===== TEXTE À LIRE

L’Egypte est le 7e client de la France dans la région ANMO et reste son 1er client au Proche Orient. Avec une part de marché de 4%, la France était le 6e fournisseur de l’Egypte en en 2014/15.

En baisse chaque année depuis 2012, le volume des importations d’Egypte a diminué de moitié (-54.4%) en 2015 à 472,8 M EUR. L’effondrement du montant des achats de pétrole (-79,5% à 110,1 M EUR) qui représentaient 52% du total des importations en 2014 est la principale explication de cette baisse. Elle reflète le changement de la situation énergétique de l’Egypte, devenue importateur net d’hydrocarbures ainsi que l’effondrement du cours du brut.

En 2014/15, la France est devenue en 2014/15 le 7e client de l’Egypte (856,2 M USD) avec 3,9% de ses exportations totales.

Avec 1,6 Md EUR, l’Egypte représentait ainsi le 8e excédent commercial de la France en 2015.

La France : un des premiers investisseurs en Egypte

La France figure parmi les tous premiers investisseurs étrangers avec plus de 100 entreprises employant près de 50 000 personnes dans des secteurs très diversifiés.

En 2014, le stock d’investissements directs étrangers en Egypte atteignait 87,8 Mds$ et, sur l’année 2014/15, les flux entrants se sont élevés à 6,4 Mds$ soit 2,2% du PIB. Les réformes menées au milieu des années 2000 ont permis de multiplier le stock d’IDE par 2,9 entre 2004 (23,5 Mds$) et 2010 (67,7 Mds$).

Les investissements français sont ainsi très présents dans les services, notamment bancaire (les filiales de la Société Générale, du Crédit agricole et BNP Paribas comptent parmi les premières banques privées du pays) mais également dans le tourisme (groupe Accor, Club Med…), les transports aériens et maritimes (Air France, CMA-CGM) les télécommunications (France Telecom, Alcatel Lucent), la distribution (Carrefour, Total) ou l’environnement (Véolia propreté, Degrémont). Mais les investissements français sont également significatifs dans les secteurs de l’énergie (Gaz de France, Total), de la construction (Lafarge, Vicat), des matériaux (Saint Gobain, Soprema), des équipements électriques (Schneider Electric, Legrand, Nexans)

Sur les 5 dernières années budgétaires, la France se classe aux alentours du 6e rang des investisseurs, une position confirmée en 2014/15 année où les IDE français ont atteint 230,2 M$, soit 3,6% des flux entrants.

L’Egypte : un des principaux bénéficiaires des financements bonifiés octroyés par le Ministère français de l’Economie, de l’Industrie et de l’Emploi.

Ainsi, l’Egypte a bénéficié depuis 1974 de plus de 3 milliards d’euros de financements pour soutenir la construction, par des entreprises françaises et leurs partenaires égyptiens, de projets d’infrastructures favorisant le développement économique et social du pays.

L’Egypt est un bénéficiaire important de la coopération financière française et notamment des outils d’aide projet FASEP (fonds d’étude et d’aide au secteur privé) et RPE (réserve pays émergent) ainsi que des outils d’assurance-crédit mis en place pour le compte de l’Etat.

==========

**À PRODUIRE:** Pouvez-vous recopier mot pour mot le passage du texte sur les relations économiques entre la France et l’Égypte, de « Sur les 5 dernières » à « des flux entrants. » ?

===== EXTRAITS DES DONNÉES

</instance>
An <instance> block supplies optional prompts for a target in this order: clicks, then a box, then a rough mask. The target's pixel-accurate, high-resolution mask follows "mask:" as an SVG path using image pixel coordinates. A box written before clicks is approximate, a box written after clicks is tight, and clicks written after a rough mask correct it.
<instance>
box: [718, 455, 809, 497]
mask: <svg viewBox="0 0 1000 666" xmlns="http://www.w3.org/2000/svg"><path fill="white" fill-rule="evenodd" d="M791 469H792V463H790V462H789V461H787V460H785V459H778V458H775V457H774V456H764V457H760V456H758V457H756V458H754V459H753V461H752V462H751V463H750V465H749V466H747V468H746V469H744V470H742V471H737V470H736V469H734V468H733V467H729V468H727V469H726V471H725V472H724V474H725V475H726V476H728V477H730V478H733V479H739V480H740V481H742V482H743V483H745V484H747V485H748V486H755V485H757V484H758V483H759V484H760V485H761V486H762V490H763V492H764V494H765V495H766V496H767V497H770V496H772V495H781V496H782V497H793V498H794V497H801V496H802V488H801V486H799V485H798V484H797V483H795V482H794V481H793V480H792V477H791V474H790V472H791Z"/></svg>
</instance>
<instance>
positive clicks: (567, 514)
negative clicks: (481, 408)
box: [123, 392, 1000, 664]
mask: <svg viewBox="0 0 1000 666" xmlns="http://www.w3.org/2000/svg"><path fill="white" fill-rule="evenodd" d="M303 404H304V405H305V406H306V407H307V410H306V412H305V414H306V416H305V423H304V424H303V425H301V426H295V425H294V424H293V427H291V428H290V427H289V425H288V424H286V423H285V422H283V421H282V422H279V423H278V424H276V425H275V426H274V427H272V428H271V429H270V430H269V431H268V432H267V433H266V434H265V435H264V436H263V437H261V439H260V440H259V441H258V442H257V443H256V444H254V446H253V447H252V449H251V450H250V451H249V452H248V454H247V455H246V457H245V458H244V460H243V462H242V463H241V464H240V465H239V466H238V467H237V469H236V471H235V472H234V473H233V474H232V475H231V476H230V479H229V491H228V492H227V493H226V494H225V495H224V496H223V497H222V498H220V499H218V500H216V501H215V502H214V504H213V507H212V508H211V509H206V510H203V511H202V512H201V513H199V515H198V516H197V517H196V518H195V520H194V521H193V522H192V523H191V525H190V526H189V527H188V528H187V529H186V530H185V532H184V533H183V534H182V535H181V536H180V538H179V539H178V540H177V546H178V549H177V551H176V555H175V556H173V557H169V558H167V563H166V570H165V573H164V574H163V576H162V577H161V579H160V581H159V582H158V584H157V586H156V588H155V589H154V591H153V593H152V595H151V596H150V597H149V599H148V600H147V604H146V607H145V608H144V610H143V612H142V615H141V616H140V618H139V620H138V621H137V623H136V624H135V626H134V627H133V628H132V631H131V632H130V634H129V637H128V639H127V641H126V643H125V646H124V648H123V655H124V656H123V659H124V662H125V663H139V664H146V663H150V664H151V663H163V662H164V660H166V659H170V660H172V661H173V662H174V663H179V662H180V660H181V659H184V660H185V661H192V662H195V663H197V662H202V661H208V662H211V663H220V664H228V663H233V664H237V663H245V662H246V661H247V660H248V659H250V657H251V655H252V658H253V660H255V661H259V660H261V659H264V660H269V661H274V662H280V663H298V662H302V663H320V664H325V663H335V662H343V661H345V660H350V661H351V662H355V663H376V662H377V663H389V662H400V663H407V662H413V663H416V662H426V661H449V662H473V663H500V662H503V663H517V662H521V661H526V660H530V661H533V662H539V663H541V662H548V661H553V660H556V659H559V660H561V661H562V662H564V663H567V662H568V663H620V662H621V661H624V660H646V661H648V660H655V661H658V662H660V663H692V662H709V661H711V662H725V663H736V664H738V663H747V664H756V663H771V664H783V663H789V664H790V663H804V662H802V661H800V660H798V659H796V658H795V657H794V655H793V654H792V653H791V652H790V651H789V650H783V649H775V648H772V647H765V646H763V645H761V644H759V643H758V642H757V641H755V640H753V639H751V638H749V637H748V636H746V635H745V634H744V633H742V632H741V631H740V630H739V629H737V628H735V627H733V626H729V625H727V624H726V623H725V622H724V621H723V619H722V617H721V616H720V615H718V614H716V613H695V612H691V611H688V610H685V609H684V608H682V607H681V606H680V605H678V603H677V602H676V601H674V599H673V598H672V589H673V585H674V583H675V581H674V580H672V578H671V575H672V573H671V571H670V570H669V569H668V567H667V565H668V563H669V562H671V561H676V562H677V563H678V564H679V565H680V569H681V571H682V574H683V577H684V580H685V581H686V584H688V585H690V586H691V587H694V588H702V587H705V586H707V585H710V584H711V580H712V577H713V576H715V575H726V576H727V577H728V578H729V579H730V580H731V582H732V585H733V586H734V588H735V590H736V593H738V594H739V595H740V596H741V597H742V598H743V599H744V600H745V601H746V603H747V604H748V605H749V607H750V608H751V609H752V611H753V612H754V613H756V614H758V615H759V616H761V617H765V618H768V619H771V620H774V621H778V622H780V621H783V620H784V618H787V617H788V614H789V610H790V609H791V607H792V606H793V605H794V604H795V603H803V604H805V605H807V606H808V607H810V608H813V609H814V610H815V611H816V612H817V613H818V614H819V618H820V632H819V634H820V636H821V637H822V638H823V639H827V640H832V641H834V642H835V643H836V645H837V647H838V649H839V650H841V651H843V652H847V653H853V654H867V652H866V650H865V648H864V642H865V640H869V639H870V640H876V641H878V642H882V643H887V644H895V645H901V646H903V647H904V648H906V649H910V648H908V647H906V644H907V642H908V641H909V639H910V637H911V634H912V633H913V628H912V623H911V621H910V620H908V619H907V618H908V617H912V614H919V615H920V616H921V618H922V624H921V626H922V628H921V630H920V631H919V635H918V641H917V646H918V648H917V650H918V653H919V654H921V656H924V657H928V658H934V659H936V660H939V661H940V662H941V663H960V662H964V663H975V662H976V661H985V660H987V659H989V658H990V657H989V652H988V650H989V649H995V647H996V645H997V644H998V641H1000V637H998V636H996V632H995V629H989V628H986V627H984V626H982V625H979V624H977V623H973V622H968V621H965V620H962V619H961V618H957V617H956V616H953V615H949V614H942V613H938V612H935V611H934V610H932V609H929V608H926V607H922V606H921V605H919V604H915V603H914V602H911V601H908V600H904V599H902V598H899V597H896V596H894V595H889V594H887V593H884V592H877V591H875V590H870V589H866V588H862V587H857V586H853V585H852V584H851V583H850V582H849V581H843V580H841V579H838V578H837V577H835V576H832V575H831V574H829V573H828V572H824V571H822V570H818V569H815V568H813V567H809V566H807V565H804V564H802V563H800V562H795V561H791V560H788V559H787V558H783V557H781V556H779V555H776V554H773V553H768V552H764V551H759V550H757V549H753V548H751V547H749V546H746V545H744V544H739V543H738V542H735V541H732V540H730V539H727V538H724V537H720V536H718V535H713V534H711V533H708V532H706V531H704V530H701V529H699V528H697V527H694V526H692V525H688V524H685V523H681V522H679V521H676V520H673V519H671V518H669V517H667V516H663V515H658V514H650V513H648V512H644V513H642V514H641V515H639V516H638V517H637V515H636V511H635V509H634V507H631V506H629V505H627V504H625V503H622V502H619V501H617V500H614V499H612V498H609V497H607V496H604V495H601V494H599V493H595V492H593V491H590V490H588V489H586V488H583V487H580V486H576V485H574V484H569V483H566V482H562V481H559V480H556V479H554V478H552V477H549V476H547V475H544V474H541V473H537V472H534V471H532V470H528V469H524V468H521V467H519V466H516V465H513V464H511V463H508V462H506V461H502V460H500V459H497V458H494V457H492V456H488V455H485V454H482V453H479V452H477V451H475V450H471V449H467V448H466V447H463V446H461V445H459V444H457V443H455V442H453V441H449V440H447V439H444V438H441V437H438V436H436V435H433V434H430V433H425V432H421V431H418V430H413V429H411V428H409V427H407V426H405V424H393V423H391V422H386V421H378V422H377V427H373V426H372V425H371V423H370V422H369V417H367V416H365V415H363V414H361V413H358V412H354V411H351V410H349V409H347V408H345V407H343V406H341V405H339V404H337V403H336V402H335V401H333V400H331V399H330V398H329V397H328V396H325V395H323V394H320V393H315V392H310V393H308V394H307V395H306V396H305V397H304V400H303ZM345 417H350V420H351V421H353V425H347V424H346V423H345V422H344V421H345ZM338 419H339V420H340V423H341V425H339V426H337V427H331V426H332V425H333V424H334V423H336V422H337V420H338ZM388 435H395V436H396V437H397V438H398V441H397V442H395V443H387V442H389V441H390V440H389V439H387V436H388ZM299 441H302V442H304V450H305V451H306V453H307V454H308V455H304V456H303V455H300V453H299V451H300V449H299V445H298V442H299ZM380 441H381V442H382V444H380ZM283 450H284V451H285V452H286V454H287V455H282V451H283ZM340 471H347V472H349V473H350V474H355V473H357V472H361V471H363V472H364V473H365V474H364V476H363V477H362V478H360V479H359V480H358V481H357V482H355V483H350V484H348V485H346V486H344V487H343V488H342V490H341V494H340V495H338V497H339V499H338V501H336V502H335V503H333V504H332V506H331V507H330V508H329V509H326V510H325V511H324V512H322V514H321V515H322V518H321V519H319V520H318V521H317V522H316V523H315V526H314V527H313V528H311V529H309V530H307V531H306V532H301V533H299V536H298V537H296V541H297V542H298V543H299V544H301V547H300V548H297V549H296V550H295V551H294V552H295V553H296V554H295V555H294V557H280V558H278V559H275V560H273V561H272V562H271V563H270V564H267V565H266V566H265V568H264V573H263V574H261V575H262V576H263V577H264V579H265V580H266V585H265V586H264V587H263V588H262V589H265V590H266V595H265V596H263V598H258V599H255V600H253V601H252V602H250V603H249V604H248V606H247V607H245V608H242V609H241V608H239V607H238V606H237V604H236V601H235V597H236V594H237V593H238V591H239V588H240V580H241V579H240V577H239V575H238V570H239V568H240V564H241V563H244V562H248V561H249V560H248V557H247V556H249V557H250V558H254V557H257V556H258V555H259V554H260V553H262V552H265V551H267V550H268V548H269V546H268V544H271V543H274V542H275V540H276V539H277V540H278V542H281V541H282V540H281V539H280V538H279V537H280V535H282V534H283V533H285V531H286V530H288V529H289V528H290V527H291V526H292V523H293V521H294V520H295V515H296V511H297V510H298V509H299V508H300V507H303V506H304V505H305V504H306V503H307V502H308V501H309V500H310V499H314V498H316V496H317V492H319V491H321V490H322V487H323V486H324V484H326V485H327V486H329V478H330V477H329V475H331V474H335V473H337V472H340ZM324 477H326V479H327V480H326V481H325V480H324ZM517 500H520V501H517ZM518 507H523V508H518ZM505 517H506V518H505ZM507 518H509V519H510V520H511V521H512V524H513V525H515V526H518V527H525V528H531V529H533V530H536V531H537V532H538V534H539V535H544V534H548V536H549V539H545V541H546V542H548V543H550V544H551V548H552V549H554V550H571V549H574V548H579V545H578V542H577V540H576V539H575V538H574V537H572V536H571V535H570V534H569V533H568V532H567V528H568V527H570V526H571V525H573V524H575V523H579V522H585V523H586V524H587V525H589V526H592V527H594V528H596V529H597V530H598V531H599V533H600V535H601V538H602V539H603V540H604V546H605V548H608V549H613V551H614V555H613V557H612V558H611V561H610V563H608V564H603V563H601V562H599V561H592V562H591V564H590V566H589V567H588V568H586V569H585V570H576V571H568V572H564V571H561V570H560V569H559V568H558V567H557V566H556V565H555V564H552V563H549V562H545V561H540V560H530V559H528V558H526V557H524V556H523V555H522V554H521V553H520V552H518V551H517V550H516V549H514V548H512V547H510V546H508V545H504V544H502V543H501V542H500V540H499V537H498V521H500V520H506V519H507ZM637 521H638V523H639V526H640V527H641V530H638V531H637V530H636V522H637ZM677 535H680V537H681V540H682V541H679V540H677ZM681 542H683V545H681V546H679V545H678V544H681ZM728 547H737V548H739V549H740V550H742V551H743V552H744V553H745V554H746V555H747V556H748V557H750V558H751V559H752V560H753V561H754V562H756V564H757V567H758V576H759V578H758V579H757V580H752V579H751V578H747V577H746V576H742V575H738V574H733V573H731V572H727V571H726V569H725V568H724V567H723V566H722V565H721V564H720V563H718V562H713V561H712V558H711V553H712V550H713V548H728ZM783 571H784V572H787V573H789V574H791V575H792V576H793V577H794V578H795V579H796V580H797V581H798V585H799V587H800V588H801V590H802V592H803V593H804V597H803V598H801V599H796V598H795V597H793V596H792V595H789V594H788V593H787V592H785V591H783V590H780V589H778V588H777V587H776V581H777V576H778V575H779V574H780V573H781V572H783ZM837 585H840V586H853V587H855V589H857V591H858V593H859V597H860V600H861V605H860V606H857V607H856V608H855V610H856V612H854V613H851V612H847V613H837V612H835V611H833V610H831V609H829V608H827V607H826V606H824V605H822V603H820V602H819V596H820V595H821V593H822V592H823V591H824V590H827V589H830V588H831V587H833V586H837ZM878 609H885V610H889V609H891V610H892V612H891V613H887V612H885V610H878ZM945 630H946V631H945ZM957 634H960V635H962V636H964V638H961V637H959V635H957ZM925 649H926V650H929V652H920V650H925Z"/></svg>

==========

**EXERCICE CORRIGÉ:**
Sur les 5 dernières années budgétaires, la France se classe aux alentours du 6e rang des investisseurs, une position confirmée en 2014/15 année où les IDE français ont atteint 230,2 M$, soit 3,6% des flux entrants.